◆ **BRANO ESTRATTO**
***
L’ambientazione è quella del teatrino di Brozzi, un sobborgo di Firenze,in cui si sta provando uno spettacolo lirico. Si tratta pertanto quasi di un’anticipazione del “teatro nel teatro” di Pirandello, di un’opera che parla dell’opera, una “presa in giro” divertita (ma in fondo anche amara) del malcostume teatrale, argomento che era stato oggetto nel ‘700 del “Teatro alla moda” di Benedetto Marcello, ma anche di opere di Metastasio, Ranieri di Calzabigi, e del famoso all’epoca Impresario in angustie di Cimarosa. Un gruppo di cantanti improvvisati, senza alcuna preparazione musicale (nella vita fanno altri mestieri), sono in competizione fra loro. La prima e la seconda donna sono supportate rispettivamente dal marito e dall’invadente madre napoletana Agata, “ruolo en travesti” al contrario, affidato da Donizetti ad un basso buffo notissimo all’epoca Gennaro Luzio che con le sue forme “abbondanti” rendeva ancora più comica la MAMMONA. Intorno ci sono una serie di personaggi che si atteggiano in modo diverso, cercando ognuno degli spazi per emergere, nonostante l’incompetenza musicale: il poeta che deve aggiustare di volta in volta i versi, il compositore Biscroma, il musico che riecheggia il “castrato” dell’epoca, il cantante tedesco con il suo italiano incerto. L’opera che dovrebbero eseguire è “Romolo ed Ersilia” su libretto metastasiano. In seguito ai litigi musico e tenore lasciano la compagnia sostituiti dagli incompetenti e comici mamma Agata e Procolo, marito della prima donna. Alla fine tutto si concluderà in un fallimento: l’impresario non riceverà il contributo economico , l’opera non si farà e tutti fuggiranno rapidamente. Il primo atto è dedicato alle convenienze, alla ricerca di privilegi da parte dei cantanti: l’aria finale nella forma di “rondò” per il ruolo sopranile. Il secondo è riservato alle “inconvenienze” che preludono al disastro finale.
***
◆ **RIGHE DI PARTENZA**

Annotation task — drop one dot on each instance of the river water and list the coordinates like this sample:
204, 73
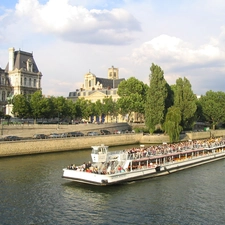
***
◆ **COSA FARE**
Riprendi il brano sull'opera ambientata nel teatrino di Brozzi e proseguilo dopo l'ultima frase riportata.

◆ **RISPOSTA**
La realizzazione fiorentina dell’opera è affidata completamente , sia per l’allestimento che per la produzione, al conservatorio Luigi Cherubini, pertanto a cantanti e musicisti giovanissimi. Tutti, orchestra e cantanti, si sono dimostrati di alta qualità e competenza. Le qualità vocali dei cantanti state unite ad una grande capacità recitativa, necessaria in un dramma giocoso dove le relazioni tra gli interpreti sono vivissime e in costante comica evoluzione. Protagonista è il bravo Filippo Morace, baritono, che realizza il ruolo di “buffo” e unisce alle doti vocali richieste, capacità recitative , competenza e disinvoltura nei recitativi in dialetto napoletano. Divertentissimo lo snocciolare onomatopeico dei vari strumenti dell’orchestra che Agata suggerisce al compositore. Particolarmente brillante l’aria tratta dall’Otello rossiniano, “Assisa a’piè d’un salice” che diventa “Assisa a piè d’un sacco”, esilarante e tecnicamente perfetta, accompagnata dalla tromba solista,e le citazioni dalla Lucia di Lammermoor aggiunte dal cantante alla scena creando un gioco di rimandi nel mondo donizettiano. Morbida e trasparente la voce del primo soprano che è la seconda protagonista dell’opera. Basta la sua presenza e quella del buffo per reggere tutto lo spettacolo. Il secondo soprano deve cimentarsi in una vocalità sgradevole, come richiesto dal ruolo di “seconda donna”, cosa del resto difficile. Comica la presenza del tenore tedesco con i suoi accenti ridicoli. Bello il virtuoso scioglilingua che i due bassi , poeta e maestro, sottendono alla stretta dell’introduzione che come struttura è fedele alla stretta che conclude la prima scena della Cenerentola rossiniana. Un vero pezzo d’antologia. Il coro impegnato in semplici passaggi è risultato convincente.
Buona la direzione Paolo Ponziano Ciardi assecondato dalla ligia orchestra tutta motivi saltellanti e incisi comici. Le scene, anche se un po’ minimaliste, sono adeguate alla realizzazione del teatrino di provincia in cui i protagonisti si muovono, migliore e più colorata la scenografia nel secondo atto, nel quale i “cantanti” si muovono su un improvvisato “palcoscenico”. I costumi appartengono a diversi momenti del ‘900: gli anni ’20, gli anni ’60, la contemporaneità. Ai presunti cantanti vengono continuamente portati modellini di vestiti realizzati in cartone, gioco infantile che comunque richiama al teatro.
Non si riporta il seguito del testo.